Transcribe sin cambios el fragmento del texto sobre la vida en Japón que empieza en "Cuando me mudé" y termina en "casi 3.000 desaparecidos.".

Texto para revisar:
* * *

Cuando me mudé a vivir a Japón tenía la información general sobre desastres naturales que me había llegado a través de los medios: imágenes del tsunami del 11 de marzo de 2011 y secuencias en mi mente de la película Lo imposible. No me planteé, en realidad, lo que sería vivir en un país que aún sufre el efecto postraumático de un desastre que dejó más de 15.000 muertos y casi 3.000 desaparecidos.
Han pasado 5 años desde esa gran tragedia y aún hoy, los japoneses, mantienen muy presente su recuerdo. El mes pasado un terremoto de 5.6 grados sacudió Tokio. No hubo heridos, ni muertos, ni daños colaterales. Lo único que quedó tras ese minuto de angustia fue el pálpito rápido de sus corazones, un sonido que indicaba una sóla cosa: miedo.

* * *

Conjunto de ítems:
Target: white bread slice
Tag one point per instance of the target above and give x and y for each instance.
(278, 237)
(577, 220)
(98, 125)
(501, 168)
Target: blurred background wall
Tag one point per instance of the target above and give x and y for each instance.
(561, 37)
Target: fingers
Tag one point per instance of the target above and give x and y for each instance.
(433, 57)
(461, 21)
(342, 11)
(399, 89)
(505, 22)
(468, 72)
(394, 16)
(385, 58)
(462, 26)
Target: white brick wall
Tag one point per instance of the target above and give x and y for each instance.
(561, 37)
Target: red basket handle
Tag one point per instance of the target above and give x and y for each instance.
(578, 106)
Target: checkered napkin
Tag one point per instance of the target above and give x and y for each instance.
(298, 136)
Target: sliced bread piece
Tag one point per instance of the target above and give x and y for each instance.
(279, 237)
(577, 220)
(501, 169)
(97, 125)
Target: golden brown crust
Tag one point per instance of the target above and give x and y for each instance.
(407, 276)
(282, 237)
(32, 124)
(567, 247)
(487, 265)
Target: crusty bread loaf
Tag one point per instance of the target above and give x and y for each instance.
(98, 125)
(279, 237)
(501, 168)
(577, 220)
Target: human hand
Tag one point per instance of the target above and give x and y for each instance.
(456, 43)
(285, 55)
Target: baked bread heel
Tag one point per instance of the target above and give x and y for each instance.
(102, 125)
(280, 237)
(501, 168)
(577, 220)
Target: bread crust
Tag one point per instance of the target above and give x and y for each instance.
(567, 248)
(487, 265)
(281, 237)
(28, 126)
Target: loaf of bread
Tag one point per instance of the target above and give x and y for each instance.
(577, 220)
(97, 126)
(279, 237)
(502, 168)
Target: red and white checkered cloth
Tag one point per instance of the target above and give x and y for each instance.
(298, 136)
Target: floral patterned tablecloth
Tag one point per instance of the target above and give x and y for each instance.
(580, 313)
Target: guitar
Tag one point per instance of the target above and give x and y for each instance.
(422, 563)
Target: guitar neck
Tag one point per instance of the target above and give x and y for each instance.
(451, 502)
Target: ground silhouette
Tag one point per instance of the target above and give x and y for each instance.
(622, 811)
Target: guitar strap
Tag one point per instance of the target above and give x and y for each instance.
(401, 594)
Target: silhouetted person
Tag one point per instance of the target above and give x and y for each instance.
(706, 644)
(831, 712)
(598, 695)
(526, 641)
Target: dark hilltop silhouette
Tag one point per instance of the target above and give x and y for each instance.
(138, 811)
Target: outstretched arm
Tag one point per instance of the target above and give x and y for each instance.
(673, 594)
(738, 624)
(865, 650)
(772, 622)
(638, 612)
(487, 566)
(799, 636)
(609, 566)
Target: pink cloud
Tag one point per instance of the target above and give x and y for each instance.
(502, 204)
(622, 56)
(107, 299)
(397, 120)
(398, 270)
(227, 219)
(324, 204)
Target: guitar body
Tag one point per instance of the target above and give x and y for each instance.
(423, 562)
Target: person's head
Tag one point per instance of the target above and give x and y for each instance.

* * *

Respuesta:
Cuando me mudé a vivir a Japón tenía la información general sobre desastres naturales que me había llegado a través de los medios: imágenes del tsunami del 11 de marzo de 2011 y secuencias en mi mente de la película Lo imposible. No me planteé, en realidad, lo que sería vivir en un país que aún sufre el efecto postraumático de un desastre que dejó más de 15.000 muertos y casi 3.000 desaparecidos.